**Provided text:**

[Start of section]

Larazotide is an eight-amino-acid peptide (sequence Gly-Gly-Val-Leu-Val-Gln-Pro-Gly) that was designed to do one narrow thing: tighten the junctions between cells lining the small intestine. It is usually handled as larazotide acetate, and you will see it under several research labels, including AT-1001, AT-2347, and the CAS number 258818-34-7. It came out of work on zonulin, a human protein that loosens the gut barrier, and the peptide is derived from a fetal zonulin sequence (Khaleghi et al., review in *Am J Physiol Gastrointest Liver Physiol*, 2021).
What it was meant to do
In celiac disease, gluten triggers the release of zonulin in the small intestine. Zonulin binds receptors on the gut lining and sets off a cascade that pulls apart tight-junction protein complexes, making the barrier more permeable. Larazotide is proposed to act as a zonulin antagonist: it competitively blocks zonulin from binding its receptor, and has been linked to inhibition of myosin light chain kinase, which reduces tension on the actin filaments that hold junctions open. The net effect studied was redistribution of tight-junction proteins back into place and a restored barrier (review, *AJP-GI*, 2021).

[End of section]

**Activity:**
Answer these questions using the text on larazotide:
1. How many amino acids make up larazotide?
2. What CAS number is given for it?
3. In celiac disease, what triggers the release of zonulin in the small intestine?

Records from a collection
[Start of section]

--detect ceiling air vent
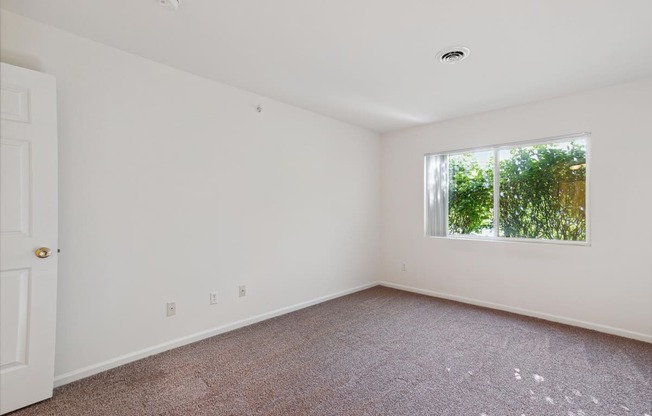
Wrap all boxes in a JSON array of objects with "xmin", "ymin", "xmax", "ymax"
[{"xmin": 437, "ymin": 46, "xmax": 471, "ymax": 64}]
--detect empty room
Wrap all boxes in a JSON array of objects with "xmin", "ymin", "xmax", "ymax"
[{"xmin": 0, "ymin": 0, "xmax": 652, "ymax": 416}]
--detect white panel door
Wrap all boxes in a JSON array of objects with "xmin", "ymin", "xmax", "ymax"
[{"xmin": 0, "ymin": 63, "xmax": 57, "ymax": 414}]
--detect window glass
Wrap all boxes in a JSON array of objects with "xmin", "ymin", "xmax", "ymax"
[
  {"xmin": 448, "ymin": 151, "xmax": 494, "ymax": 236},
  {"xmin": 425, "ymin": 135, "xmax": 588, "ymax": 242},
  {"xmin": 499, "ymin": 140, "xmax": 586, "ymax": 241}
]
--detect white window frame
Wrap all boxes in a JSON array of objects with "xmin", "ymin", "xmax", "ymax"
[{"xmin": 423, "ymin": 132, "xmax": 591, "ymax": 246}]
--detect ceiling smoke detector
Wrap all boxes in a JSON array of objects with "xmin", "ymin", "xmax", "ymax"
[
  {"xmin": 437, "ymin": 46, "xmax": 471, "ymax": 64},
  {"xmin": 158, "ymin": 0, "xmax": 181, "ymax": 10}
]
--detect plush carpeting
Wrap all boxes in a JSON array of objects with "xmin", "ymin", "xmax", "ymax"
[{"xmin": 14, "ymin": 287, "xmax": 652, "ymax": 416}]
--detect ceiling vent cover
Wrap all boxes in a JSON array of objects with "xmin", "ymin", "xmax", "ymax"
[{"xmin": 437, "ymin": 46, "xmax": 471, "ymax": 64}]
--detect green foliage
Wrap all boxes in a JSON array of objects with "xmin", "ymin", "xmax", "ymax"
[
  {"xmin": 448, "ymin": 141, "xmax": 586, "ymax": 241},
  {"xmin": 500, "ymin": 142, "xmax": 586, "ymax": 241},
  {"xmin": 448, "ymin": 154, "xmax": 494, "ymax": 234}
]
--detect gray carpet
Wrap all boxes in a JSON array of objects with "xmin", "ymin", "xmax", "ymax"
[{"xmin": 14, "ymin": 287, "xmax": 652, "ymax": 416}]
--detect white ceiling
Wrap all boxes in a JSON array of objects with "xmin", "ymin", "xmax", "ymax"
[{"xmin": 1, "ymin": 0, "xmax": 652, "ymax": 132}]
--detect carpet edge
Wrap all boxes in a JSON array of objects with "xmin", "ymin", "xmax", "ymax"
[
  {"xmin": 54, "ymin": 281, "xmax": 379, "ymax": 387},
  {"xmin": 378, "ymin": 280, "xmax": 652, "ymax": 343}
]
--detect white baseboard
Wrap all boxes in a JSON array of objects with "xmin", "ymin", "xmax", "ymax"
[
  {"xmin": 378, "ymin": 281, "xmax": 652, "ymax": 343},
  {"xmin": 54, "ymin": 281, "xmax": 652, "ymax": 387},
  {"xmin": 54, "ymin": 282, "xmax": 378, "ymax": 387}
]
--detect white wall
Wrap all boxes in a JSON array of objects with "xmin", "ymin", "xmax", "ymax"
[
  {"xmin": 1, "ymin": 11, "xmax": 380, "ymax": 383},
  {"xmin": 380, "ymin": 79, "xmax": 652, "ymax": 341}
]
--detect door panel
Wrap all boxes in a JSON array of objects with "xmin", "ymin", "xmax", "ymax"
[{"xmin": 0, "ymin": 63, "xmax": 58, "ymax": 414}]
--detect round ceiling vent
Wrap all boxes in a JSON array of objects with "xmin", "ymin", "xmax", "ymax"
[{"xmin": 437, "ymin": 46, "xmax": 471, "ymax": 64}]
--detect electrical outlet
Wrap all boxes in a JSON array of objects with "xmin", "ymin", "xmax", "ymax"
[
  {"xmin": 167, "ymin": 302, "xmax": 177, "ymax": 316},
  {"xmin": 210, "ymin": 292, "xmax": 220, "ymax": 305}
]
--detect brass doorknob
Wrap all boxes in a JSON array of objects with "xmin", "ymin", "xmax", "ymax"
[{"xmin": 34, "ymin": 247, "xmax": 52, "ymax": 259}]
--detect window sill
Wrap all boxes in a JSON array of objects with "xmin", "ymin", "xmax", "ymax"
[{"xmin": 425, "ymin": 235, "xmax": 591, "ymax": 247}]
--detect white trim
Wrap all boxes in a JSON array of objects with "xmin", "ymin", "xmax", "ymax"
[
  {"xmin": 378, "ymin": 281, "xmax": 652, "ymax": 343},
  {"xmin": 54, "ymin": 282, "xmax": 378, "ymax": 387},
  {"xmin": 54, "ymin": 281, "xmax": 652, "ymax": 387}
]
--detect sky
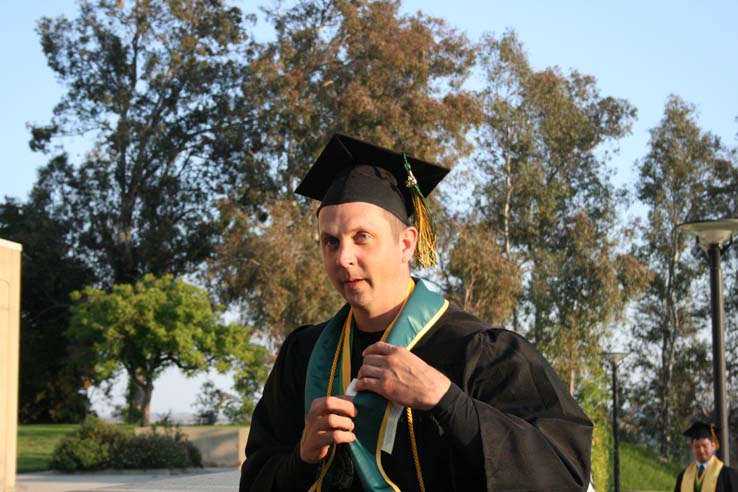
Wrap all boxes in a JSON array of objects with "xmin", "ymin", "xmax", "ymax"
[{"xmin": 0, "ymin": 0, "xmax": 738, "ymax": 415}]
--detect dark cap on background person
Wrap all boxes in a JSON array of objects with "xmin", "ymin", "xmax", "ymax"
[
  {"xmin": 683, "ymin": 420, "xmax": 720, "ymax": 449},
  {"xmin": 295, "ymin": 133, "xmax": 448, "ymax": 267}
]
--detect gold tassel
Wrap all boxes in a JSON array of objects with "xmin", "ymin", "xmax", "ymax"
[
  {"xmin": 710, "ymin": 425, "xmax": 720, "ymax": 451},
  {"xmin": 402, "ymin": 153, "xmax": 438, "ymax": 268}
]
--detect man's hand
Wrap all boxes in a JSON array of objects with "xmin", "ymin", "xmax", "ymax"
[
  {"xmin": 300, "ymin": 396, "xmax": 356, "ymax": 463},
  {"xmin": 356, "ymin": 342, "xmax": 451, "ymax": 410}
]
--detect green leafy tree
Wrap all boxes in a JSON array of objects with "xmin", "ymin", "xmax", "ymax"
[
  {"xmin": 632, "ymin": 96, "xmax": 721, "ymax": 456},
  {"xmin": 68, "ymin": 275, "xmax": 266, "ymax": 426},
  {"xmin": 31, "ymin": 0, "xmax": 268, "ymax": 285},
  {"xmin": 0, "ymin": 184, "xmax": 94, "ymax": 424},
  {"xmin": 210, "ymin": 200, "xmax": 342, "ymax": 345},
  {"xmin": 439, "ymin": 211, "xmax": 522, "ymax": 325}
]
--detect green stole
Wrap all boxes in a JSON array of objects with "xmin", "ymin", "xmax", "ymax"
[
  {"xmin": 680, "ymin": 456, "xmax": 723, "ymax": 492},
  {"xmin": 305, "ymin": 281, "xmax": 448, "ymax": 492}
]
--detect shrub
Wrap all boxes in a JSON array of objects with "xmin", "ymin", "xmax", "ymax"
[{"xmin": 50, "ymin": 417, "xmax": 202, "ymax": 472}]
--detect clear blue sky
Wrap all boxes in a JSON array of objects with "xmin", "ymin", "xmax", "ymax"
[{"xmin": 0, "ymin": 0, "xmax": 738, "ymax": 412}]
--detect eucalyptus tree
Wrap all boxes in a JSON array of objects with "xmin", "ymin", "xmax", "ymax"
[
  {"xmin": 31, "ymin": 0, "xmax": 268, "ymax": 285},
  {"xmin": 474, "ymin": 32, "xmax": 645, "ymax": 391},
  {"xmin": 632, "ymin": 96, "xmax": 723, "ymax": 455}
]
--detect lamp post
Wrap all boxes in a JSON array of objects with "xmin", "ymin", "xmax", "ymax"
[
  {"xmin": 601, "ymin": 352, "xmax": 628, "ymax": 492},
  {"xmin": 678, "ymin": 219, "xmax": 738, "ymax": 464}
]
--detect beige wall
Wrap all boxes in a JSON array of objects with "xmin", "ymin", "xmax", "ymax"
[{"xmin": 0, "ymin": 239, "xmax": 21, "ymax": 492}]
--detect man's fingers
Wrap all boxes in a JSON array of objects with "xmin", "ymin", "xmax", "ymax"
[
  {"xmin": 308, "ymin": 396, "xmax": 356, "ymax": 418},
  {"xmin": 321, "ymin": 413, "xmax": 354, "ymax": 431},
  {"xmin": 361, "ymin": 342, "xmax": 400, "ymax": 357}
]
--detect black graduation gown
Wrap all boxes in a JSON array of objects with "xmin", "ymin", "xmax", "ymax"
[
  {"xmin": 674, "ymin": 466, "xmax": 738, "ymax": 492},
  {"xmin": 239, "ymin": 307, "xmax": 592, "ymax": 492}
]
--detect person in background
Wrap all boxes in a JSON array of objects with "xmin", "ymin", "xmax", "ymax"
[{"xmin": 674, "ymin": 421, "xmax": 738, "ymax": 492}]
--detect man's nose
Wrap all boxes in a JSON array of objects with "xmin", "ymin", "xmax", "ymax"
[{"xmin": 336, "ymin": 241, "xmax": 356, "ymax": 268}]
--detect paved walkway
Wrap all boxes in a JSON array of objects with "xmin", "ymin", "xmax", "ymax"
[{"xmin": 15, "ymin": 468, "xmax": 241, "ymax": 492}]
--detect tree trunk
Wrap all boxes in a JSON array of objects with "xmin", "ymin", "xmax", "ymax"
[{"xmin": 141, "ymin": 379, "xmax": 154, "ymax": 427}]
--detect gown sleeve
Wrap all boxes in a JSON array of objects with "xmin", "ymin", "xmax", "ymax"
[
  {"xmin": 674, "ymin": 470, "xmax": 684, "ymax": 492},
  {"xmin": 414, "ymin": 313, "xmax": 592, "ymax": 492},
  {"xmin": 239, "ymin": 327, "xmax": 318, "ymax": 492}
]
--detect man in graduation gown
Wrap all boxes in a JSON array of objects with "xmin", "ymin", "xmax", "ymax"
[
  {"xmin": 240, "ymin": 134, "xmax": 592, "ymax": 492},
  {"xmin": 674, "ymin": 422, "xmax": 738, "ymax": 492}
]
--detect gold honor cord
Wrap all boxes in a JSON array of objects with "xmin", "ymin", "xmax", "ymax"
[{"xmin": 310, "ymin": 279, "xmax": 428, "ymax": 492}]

[End of section]
[Start of section]

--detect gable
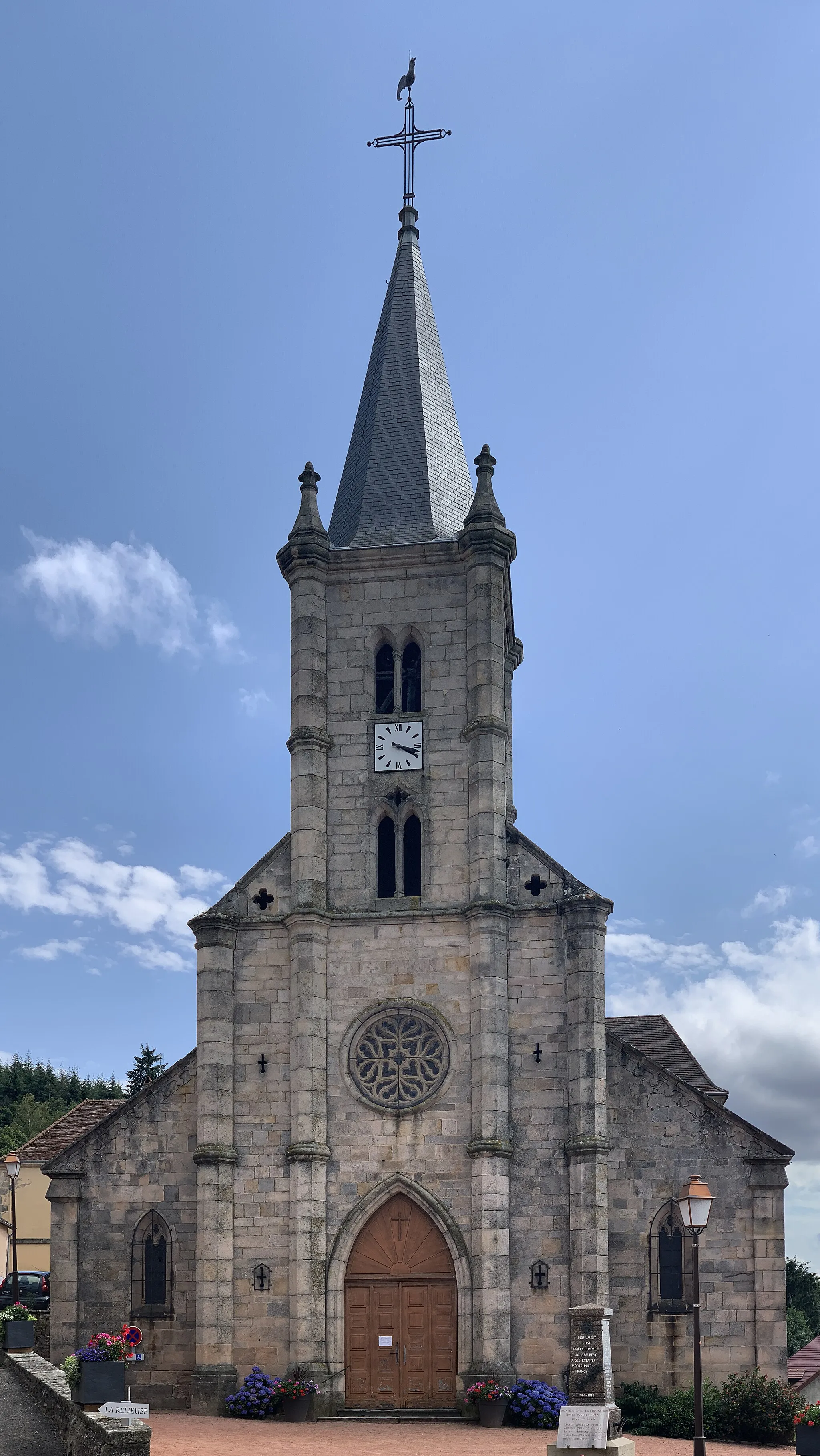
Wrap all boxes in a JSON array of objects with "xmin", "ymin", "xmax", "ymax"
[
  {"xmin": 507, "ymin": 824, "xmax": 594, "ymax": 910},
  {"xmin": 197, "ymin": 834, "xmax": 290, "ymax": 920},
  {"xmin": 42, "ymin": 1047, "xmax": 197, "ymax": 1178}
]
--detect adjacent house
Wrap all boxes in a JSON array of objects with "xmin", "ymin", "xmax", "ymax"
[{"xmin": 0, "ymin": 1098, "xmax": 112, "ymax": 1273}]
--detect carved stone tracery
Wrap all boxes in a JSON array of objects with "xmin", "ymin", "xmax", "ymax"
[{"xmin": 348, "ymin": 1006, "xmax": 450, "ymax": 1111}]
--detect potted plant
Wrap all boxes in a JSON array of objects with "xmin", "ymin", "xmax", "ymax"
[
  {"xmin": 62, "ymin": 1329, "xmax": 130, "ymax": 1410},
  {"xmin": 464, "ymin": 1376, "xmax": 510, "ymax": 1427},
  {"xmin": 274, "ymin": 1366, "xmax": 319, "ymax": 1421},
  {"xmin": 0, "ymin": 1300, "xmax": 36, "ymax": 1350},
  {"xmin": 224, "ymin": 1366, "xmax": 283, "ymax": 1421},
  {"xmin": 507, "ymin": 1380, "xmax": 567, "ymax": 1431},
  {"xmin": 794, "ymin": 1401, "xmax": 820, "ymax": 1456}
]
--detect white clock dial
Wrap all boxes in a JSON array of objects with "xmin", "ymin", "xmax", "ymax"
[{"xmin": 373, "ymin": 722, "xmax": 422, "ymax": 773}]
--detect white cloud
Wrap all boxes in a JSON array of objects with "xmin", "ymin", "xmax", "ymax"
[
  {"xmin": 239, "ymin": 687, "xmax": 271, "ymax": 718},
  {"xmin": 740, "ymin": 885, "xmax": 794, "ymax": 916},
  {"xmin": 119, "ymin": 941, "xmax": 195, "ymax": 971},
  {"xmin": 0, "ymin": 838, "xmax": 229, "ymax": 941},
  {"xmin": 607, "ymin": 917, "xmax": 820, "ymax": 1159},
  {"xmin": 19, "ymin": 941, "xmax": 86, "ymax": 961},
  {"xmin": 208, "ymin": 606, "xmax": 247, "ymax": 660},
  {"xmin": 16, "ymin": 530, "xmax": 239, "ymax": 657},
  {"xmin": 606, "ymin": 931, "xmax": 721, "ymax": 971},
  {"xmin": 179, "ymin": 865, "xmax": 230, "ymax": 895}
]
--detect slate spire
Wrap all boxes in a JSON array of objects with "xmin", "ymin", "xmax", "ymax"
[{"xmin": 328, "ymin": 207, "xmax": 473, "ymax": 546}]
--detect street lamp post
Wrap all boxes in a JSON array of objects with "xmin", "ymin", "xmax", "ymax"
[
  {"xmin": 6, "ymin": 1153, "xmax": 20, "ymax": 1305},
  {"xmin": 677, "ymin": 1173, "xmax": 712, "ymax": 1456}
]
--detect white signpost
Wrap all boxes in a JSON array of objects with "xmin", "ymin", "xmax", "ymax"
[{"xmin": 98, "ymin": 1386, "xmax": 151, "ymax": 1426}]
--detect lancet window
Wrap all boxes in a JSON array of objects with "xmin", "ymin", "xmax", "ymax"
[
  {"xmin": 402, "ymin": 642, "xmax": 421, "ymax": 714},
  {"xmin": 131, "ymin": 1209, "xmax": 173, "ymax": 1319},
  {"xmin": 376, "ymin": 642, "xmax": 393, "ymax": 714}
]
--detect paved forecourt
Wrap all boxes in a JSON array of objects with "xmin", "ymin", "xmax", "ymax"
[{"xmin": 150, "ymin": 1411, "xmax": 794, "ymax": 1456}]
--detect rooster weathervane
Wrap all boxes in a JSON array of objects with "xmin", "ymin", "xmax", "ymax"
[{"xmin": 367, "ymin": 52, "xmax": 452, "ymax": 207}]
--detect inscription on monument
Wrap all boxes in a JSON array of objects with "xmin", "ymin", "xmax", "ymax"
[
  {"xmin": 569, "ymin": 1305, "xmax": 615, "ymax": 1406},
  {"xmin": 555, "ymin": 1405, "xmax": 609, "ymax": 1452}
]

[End of section]

**Reply:**
1. Eight.
2. 258818-34-7.
3. Gluten.